[Records excerpted from a collection]
|---|

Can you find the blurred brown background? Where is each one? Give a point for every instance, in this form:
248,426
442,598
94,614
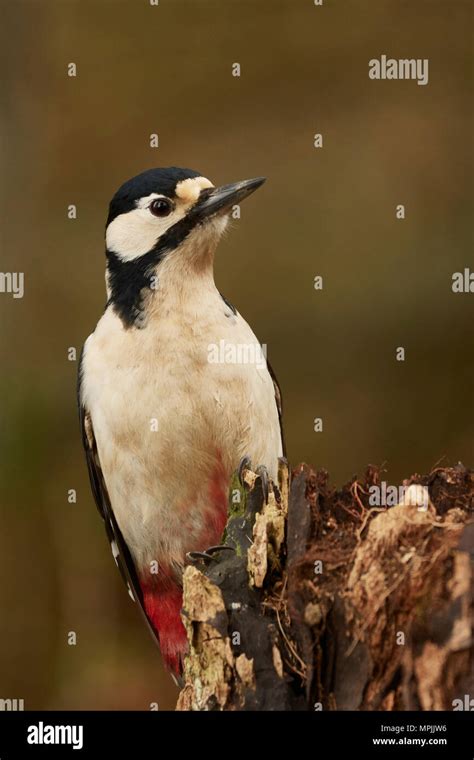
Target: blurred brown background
387,283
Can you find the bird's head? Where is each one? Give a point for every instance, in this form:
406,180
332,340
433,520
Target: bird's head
164,214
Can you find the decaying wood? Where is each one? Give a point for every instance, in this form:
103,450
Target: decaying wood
327,602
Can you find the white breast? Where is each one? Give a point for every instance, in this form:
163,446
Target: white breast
165,417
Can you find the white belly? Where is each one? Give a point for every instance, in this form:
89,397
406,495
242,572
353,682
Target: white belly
166,420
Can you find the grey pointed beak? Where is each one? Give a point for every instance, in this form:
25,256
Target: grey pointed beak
220,199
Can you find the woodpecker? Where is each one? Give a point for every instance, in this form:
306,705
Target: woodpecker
163,426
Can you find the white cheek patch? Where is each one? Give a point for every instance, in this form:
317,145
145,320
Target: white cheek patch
135,233
188,190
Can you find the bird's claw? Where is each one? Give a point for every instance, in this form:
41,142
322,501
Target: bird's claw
244,464
208,555
262,472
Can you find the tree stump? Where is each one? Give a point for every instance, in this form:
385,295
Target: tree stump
328,602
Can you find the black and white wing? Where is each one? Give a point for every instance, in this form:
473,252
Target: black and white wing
120,551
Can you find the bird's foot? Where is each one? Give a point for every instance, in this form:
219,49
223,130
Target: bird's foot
207,556
244,464
262,473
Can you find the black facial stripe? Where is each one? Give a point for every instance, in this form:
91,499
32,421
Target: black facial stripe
128,279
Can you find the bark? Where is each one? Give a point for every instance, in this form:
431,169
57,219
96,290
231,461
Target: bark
330,603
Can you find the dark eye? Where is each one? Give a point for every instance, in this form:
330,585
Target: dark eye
161,207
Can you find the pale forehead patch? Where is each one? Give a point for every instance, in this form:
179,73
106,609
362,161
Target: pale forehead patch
189,189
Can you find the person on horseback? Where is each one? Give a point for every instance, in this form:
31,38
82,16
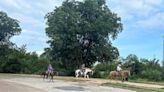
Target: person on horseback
50,69
119,69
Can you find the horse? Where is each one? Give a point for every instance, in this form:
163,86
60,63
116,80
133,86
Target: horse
51,75
123,74
86,73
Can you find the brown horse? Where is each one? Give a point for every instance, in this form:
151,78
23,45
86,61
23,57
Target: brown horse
123,74
51,75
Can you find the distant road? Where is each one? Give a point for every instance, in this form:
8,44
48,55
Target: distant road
15,87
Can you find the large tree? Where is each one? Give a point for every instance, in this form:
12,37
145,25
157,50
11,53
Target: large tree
80,33
8,28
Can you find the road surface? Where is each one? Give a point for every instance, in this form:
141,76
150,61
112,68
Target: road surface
40,85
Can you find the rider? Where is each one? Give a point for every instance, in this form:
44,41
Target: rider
119,69
83,68
50,69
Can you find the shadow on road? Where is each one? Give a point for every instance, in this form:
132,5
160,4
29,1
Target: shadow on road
70,88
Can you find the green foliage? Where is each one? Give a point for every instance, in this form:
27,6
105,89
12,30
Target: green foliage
8,28
79,33
152,74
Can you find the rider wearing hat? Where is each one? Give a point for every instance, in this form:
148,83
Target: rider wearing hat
119,69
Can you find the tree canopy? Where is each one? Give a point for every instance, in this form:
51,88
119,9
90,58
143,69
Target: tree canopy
80,32
8,27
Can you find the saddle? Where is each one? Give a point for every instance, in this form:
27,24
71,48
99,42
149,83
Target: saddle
118,73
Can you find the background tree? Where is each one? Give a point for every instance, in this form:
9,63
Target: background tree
80,33
8,27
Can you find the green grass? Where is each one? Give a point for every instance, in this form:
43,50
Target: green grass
147,82
134,88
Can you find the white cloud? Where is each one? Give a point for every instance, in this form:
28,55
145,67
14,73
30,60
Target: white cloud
135,8
155,21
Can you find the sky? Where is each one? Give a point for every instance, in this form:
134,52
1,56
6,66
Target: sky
143,24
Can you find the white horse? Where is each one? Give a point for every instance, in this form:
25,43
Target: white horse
86,73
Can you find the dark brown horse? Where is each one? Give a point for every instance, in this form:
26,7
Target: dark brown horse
51,75
123,74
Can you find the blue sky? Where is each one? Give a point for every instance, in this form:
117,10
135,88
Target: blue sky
143,22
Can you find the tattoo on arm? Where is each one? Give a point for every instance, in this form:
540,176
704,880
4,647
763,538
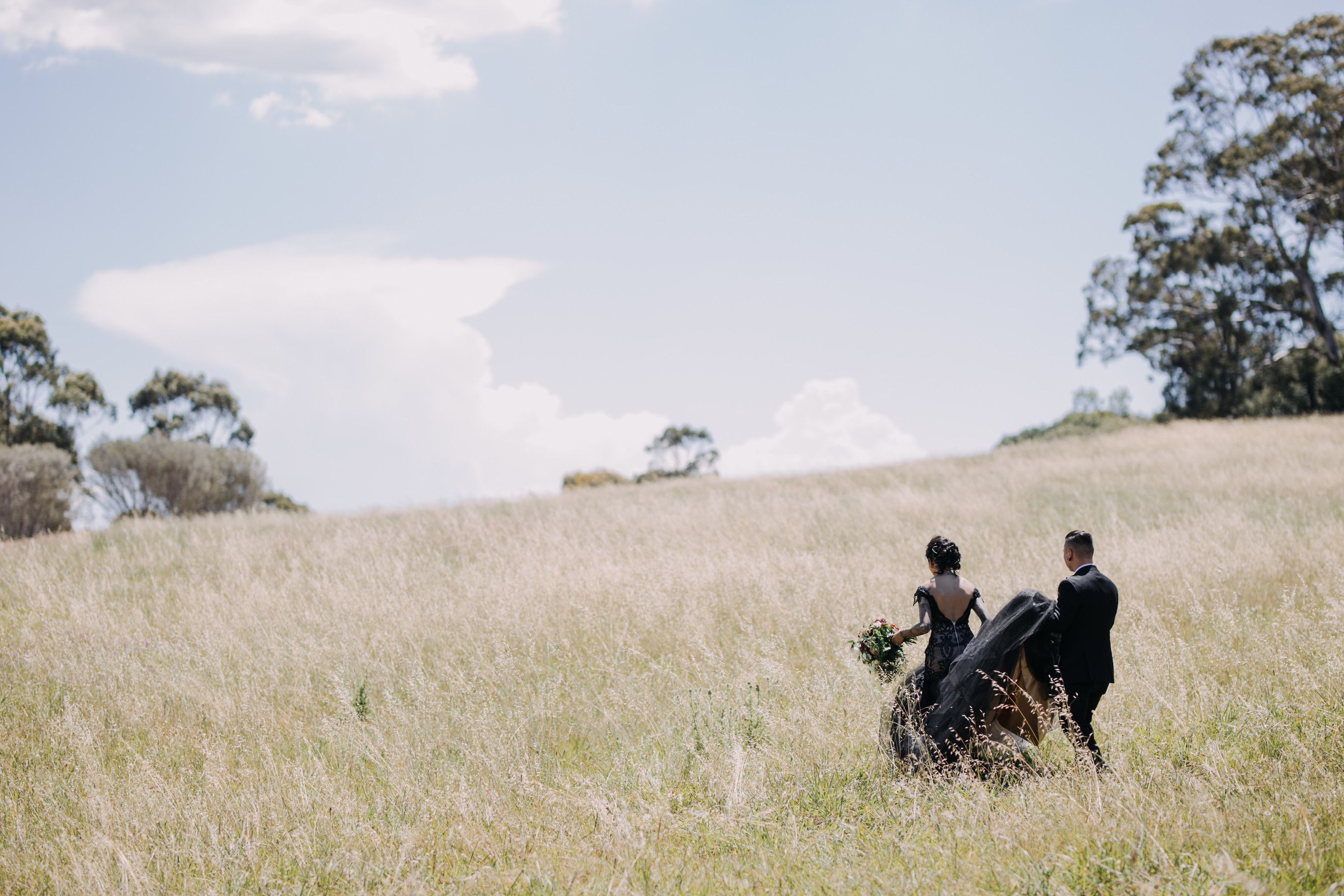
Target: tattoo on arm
925,624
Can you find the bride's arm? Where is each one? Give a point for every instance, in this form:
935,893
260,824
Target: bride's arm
924,626
979,606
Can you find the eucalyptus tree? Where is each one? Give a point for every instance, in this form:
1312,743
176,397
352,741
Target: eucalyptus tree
186,406
1238,266
42,401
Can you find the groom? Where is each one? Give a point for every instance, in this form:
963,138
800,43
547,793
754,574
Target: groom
1084,617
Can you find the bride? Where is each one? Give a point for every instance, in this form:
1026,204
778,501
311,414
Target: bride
990,688
945,602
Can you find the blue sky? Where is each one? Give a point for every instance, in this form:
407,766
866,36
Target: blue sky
834,233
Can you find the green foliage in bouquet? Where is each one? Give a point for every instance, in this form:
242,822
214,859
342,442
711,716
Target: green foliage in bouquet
875,649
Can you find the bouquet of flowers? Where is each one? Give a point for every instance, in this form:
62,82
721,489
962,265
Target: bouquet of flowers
875,649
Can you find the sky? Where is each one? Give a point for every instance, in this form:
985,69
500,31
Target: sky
456,249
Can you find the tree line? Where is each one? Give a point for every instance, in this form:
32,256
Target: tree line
1237,265
196,454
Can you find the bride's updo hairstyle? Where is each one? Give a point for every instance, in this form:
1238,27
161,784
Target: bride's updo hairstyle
944,554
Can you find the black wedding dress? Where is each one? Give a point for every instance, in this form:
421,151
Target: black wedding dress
1014,645
947,641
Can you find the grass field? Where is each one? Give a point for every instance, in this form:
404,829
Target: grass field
647,690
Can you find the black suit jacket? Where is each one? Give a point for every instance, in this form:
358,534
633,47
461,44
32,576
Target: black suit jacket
1084,618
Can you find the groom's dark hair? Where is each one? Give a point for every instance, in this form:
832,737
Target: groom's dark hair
1080,542
945,554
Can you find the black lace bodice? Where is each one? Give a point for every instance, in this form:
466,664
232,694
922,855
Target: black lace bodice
947,641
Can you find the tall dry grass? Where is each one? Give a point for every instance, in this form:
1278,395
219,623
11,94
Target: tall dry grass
648,688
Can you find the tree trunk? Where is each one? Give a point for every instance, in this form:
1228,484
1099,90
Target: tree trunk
1319,319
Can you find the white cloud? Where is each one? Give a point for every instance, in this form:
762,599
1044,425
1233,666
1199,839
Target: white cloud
823,427
291,112
364,381
346,50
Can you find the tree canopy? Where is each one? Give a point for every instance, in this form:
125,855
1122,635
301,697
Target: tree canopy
186,406
1238,268
42,401
680,450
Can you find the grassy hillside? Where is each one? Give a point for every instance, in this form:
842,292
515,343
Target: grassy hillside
648,690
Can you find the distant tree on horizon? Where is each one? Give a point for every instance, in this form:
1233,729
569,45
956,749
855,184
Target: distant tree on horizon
1226,291
42,401
680,452
186,406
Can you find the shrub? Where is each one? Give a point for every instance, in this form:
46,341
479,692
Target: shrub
163,477
593,480
281,502
35,487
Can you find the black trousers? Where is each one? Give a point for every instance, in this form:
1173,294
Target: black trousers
1082,698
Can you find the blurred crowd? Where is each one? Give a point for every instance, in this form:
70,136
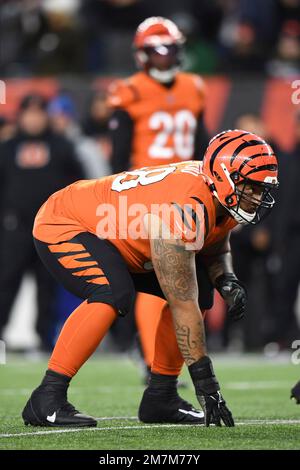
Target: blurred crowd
44,37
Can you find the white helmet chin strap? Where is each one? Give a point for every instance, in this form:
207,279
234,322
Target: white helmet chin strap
241,216
163,76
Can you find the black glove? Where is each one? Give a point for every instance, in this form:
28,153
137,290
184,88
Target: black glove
295,393
208,393
234,294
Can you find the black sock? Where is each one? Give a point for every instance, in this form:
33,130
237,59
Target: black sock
162,384
56,381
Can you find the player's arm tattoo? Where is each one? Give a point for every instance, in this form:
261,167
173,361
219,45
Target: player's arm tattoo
174,267
218,259
176,273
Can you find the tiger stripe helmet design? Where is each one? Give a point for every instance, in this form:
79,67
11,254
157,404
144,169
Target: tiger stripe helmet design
160,36
236,160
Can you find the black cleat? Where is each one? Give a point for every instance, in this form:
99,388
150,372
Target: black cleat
48,406
155,408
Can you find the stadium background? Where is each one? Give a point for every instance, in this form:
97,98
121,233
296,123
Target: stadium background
248,52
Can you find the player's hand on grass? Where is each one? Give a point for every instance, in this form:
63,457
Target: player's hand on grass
215,409
208,393
234,294
295,393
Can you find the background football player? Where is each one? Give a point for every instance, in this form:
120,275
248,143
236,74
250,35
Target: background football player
157,119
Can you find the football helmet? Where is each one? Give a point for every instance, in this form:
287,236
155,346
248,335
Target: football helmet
241,171
158,48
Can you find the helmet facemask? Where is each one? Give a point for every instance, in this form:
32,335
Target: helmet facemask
251,201
161,62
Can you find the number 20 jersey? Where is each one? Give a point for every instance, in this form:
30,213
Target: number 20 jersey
165,118
84,205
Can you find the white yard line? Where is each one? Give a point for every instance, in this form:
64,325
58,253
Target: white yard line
251,422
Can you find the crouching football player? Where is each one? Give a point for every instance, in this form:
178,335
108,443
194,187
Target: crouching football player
179,258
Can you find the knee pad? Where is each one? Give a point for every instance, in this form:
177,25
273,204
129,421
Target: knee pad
121,299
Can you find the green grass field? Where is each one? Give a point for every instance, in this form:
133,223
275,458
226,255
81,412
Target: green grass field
257,391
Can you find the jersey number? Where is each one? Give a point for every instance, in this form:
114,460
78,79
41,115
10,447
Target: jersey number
181,127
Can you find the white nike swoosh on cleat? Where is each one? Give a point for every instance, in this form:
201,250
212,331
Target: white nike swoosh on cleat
196,414
52,418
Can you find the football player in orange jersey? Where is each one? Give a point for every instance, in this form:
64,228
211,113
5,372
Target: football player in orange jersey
157,118
90,238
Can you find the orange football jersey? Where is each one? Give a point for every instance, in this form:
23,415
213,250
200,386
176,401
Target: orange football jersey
165,119
113,208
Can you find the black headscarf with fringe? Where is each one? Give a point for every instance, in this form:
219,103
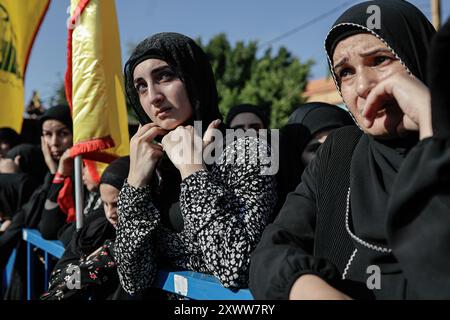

|---|

TASK GOAL:
Reproduce the listing word for word, starting with the line that contains "Can you find the football player" and ending with the last line of the listing. Leave the pictures out.

FULL SOLUTION:
Can you find the football player in orange jersey? Where is each one? Give a point for every instance, in this form:
64,228
211,113
5,372
Target: football player in orange jersey
157,118
90,238
Can you find the orange football jersey? Where is each one? Give a point for every instance, in this form:
23,415
213,250
200,386
176,401
Target: orange football jersey
165,119
113,208
Can you find the black headscarf with fringe? Where is each one? Give a point for every instance, in this form:
219,103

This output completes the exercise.